# EXTRACT PROVIDED
........
Keeping Garden Records

You’ll save time if you keep written records of what works, what doesn’t, and why. The more you write down about what you did and when you did it, the easier and more accurate planning will be next spring.

Records can be kept in a garden journal, a loose-leaf notebook, or a scrapbook in which you paste seed packets and articles torn from magazines. Computer programs and garden journals can also be purchased for this purpose.

Make a loose-leaf garden journal with the suggestions in Make a Garden Journal.

Use these records to make a calendar that will show approximately when particular maintenance tasks should be done. Make an effort to pare the calendar entries to a minimum number of truly important tasks—drop the make-work tasks that aren’t necessary. Then follow the calendar’s suggestions.

Make a Map of the Site

Even if your memory is extraordinarily good, you’ll save time by making a scale drawing of your site with the names of a the plants and the installation dates if you know them. Draw maps of vegetable and annual flower beds anew each year, at a large scale. During the growing season, annotate these maps (“never came up,”“flowered from July to frost,”“disease prone,” and so forth) for future reference. With this information at hand, you won’t repeatedly plant species and cultivars poorly suited to your site, and you will quickly determine which are the low-care plants.
........
# EXTRACTED DATA
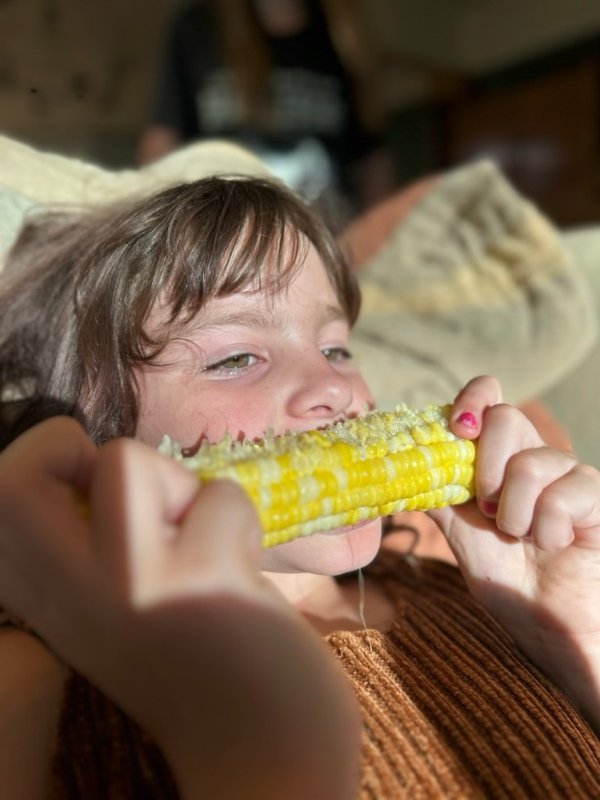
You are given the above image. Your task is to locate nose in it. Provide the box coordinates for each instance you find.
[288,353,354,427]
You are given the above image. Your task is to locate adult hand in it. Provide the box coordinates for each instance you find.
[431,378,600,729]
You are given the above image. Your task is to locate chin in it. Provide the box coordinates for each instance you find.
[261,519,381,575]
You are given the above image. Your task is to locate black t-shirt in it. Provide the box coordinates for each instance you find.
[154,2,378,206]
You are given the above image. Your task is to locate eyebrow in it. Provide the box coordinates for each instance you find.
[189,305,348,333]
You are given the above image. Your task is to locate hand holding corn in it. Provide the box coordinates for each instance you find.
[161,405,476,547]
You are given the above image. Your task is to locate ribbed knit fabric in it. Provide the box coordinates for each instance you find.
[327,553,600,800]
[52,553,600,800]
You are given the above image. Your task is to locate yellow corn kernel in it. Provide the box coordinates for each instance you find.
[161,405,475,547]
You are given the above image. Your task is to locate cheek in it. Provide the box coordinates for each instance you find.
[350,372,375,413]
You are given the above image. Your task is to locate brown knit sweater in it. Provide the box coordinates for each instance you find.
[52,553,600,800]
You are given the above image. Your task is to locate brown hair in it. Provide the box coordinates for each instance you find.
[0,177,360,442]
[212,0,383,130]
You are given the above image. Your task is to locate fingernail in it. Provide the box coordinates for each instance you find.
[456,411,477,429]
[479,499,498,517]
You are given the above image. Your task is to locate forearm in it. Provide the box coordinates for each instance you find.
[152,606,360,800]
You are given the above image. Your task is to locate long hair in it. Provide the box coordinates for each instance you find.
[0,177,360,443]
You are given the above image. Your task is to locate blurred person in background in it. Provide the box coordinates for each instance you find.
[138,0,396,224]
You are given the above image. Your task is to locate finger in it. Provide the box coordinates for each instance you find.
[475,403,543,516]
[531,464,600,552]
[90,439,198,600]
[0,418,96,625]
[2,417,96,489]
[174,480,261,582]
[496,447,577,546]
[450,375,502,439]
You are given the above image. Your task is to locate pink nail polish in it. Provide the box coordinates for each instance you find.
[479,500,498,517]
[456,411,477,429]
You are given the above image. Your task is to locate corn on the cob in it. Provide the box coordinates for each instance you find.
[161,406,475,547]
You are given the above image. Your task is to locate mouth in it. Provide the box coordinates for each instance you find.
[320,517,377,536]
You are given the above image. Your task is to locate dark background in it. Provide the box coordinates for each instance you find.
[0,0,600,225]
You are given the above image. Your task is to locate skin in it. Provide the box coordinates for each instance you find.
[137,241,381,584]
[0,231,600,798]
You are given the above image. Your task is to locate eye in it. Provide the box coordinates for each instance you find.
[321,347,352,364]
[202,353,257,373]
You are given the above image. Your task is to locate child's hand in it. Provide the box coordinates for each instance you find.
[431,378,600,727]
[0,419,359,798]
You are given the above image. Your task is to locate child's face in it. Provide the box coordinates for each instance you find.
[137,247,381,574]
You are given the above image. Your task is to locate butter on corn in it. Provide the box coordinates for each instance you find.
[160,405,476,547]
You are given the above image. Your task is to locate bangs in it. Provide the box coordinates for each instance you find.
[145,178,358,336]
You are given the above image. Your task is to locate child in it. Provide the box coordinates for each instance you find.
........
# TASKS TO PERFORM
• A. In the text on keeping garden records, transcribe the passage starting at "Keeping Garden Records" and ending at "for this purpose.".
• B. Extend the text on keeping garden records by writing the part that comes after its last sentence.
These entries were taken from a separate source and have no connection to the garden records text.

# ANSWERS BELOW
• A.
Keeping Garden Records

You’ll save time if you keep written records of what works, what doesn’t, and why. The more you write down about what you did and when you did it, the easier and more accurate planning will be next spring.

Records can be kept in a garden journal, a loose-leaf notebook, or a scrapbook in which you paste seed packets and articles torn from magazines. Computer programs and garden journals can also be purchased for this purpose.

• B.
Label the Plants

Most gardeners don’t even consider labeling their plants, but labels, at least for perennials, are great time-savers. They’ll save you countless trips to double-check the site map (which is better off left indoors, where it won’t be damaged) before you start pruning or spraying for pests. Furthermore, sturdy metal labels, some on stakes, are available at low cost. It takes only a few minutes to install them, and they’ll add a professional touch to your landscape.

Remove the plastic name tags usually attached to woody plants purchased from nurseries. These tags can chafe bark and will eventually girdle limbs. It isn’t a good idea to attach, even loosely, any kind of labels directly to plants.